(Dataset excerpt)

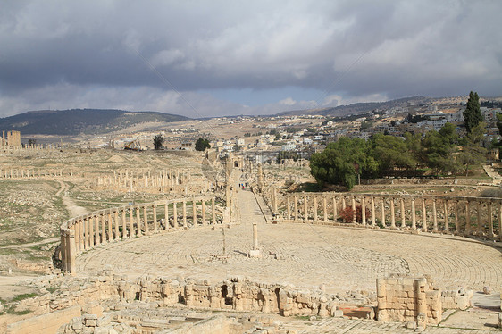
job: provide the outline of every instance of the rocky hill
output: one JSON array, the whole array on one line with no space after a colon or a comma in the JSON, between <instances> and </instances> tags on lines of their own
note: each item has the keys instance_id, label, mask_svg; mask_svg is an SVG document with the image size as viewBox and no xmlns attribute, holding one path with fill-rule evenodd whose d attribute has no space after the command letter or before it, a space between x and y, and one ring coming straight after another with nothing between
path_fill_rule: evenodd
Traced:
<instances>
[{"instance_id":1,"label":"rocky hill","mask_svg":"<svg viewBox=\"0 0 502 334\"><path fill-rule=\"evenodd\" d=\"M0 129L23 135L105 134L145 122L172 122L188 117L157 112L116 109L69 109L27 112L0 119Z\"/></svg>"}]
</instances>

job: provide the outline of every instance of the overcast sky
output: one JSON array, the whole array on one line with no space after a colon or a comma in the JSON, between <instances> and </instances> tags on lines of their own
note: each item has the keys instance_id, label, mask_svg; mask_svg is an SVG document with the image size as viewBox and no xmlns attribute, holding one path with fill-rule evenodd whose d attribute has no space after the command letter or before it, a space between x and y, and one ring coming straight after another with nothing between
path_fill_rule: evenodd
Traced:
<instances>
[{"instance_id":1,"label":"overcast sky","mask_svg":"<svg viewBox=\"0 0 502 334\"><path fill-rule=\"evenodd\" d=\"M502 96L502 1L0 0L0 117Z\"/></svg>"}]
</instances>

> What the exercise asks
Rewrite every line of the entries above as a JSON list of strings, one string per line, leaving out blank lines and the pictures.

> Full response
[
  "job: provide the outline of every instance of the rocky hill",
  "output: one JSON array, the whole array on one line with no space after a colon or a comma in the JSON, between <instances> and </instances> tags on lines of their own",
  "note: each item has the keys instance_id, label, mask_svg; mask_svg is an SVG document with the image size as viewBox and no xmlns attribute, holding one path with fill-rule evenodd whose d attribute has no space after the command letter or before it, a space between x and y, and one ring coming straight after another with nothing between",
  "path_fill_rule: evenodd",
  "Traced:",
  "<instances>",
  "[{\"instance_id\":1,\"label\":\"rocky hill\",\"mask_svg\":\"<svg viewBox=\\\"0 0 502 334\\\"><path fill-rule=\\\"evenodd\\\" d=\\\"M0 129L23 135L105 134L145 122L172 122L188 117L157 112L116 109L69 109L27 112L0 119Z\\\"/></svg>\"}]",
  "</instances>",
  "job: provide the outline of every instance of the overcast sky",
  "output: one JSON array, the whole array on one line with no space after a colon or a comma in the JSON, between <instances> and </instances> tags on lines of their own",
  "note: each item has the keys instance_id, label, mask_svg; mask_svg is an SVG document with the image size as viewBox and no xmlns attribute, holding one path with fill-rule evenodd whose d attribute has no space after the command letter or before it, a space between x and y, and one ring coming straight after another with nothing between",
  "path_fill_rule: evenodd",
  "Traced:",
  "<instances>",
  "[{\"instance_id\":1,\"label\":\"overcast sky\",\"mask_svg\":\"<svg viewBox=\\\"0 0 502 334\\\"><path fill-rule=\\\"evenodd\\\" d=\\\"M502 96L502 1L0 0L0 117Z\\\"/></svg>\"}]",
  "</instances>"
]